- **What you need to do**
Look at the entries below and reproduce them exactly.

- **Stored data entries**
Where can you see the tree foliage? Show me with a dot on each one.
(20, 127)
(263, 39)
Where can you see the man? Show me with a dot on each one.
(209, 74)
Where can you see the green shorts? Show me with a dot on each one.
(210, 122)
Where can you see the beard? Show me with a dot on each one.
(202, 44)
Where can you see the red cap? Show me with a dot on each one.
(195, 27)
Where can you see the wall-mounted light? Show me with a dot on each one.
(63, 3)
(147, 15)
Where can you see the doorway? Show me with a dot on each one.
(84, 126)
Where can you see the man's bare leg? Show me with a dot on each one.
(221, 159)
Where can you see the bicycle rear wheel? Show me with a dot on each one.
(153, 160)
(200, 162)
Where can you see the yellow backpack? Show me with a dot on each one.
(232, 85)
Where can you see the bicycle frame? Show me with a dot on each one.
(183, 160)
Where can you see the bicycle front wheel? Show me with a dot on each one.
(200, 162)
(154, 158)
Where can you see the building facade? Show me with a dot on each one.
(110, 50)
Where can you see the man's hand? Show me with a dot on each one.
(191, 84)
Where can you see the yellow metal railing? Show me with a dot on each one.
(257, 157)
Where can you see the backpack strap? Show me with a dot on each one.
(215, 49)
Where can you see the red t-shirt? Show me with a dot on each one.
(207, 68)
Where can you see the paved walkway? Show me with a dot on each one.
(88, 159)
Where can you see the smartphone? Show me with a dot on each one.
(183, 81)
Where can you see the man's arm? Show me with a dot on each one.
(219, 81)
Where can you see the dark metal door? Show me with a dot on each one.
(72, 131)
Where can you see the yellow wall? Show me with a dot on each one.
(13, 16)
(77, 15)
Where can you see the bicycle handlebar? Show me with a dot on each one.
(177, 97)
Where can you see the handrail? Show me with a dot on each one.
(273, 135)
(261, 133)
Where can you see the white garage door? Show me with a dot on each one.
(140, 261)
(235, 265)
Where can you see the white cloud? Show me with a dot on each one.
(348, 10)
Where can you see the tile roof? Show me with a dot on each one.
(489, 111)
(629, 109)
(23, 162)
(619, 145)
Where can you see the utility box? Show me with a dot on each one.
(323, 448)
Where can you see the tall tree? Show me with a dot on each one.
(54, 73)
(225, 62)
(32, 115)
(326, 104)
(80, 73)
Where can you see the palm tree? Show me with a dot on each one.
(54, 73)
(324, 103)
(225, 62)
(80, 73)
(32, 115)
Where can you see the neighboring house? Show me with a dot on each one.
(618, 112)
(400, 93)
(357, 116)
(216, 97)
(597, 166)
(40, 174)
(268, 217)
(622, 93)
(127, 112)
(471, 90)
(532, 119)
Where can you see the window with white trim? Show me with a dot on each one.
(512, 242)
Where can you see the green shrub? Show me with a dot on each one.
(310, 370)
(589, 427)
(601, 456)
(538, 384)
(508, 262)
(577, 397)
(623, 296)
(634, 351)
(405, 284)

- **Task solution**
Where can you see the tree foliage? Show me with a dot on each one.
(20, 127)
(263, 39)
Where can you see the man? Show me with a dot on each one.
(209, 74)
Where can you see the green shorts? Show me with a dot on each one.
(210, 122)
Where can you see the beard? Show me with a dot on each one.
(202, 44)
Where can you see the red cap? Show me with a dot on each one.
(195, 27)
Where can you see the wall-mounted light? Show me with a dot on each one.
(63, 3)
(147, 15)
Where can you see the doorway? Show me with a dot on each one.
(84, 126)
Where can you see the man's bare leg? Show me with a dot on each one.
(221, 159)
Where can you see the bicycle rear wheel? Show me with a dot on each one.
(153, 160)
(200, 162)
Where can you see the yellow backpack? Show me with a dot on each one.
(232, 85)
Where can you see the bicycle frame? Show me with a dot on each one.
(183, 160)
Where can you see the bicycle front wheel? Show me with a dot on each one.
(200, 162)
(154, 158)
Where can you see the building facade? Show me with a dot on each one.
(110, 50)
Where can you see the man's hand? Show me with a dot on each one.
(191, 84)
Where can you see the yellow metal railing? Show me with a dot on each one.
(257, 157)
Where can you see the backpack strap? Show me with a dot on each one.
(215, 49)
Where can you see the red t-shirt? Show me with a dot on each one.
(207, 68)
Where can you see the paved walkway? Show me with a dot on each one.
(88, 159)
Where can you see the smartphone? Show me with a dot on each one.
(183, 81)
Where can you see the man's arm? Show me with a dot on each one.
(219, 81)
Where can you see the dark metal door? Show me with a dot on each one.
(72, 131)
Where can you see the yellow wall? Show me with a dot on each one.
(13, 16)
(77, 15)
Where can you see the bicycle handlebar? Show me with a dot on each one.
(177, 97)
Where can you see the handrail? Show me with a dot on each one.
(273, 135)
(261, 133)
Where can you see the white garage door? Show me with a dot on each one.
(140, 261)
(235, 265)
Where can you see the white cloud? Show me with a dot on each one.
(348, 10)
Where can you see the tile roof? Show me with a dot on each one.
(489, 111)
(629, 109)
(23, 162)
(619, 145)
Where can you see the utility box? Show me with a dot on each one.
(323, 448)
Where can you see the tall tree? Show me with a dot on each one.
(54, 73)
(225, 62)
(32, 115)
(326, 104)
(80, 73)
Where can you see the palm tree? Show me with a dot on each one.
(54, 73)
(324, 103)
(225, 62)
(80, 73)
(32, 115)
Where can you see the neighboring house? Show me with a dot on each one.
(618, 112)
(400, 93)
(357, 116)
(216, 97)
(597, 166)
(40, 174)
(268, 217)
(622, 93)
(127, 112)
(471, 90)
(532, 119)
Where can you see the window with white trim? Show me with a dot on each one.
(512, 242)
Where can you see the green shrub? Show me with a dot on each one.
(310, 370)
(589, 427)
(601, 456)
(538, 384)
(508, 262)
(577, 397)
(623, 296)
(634, 351)
(405, 284)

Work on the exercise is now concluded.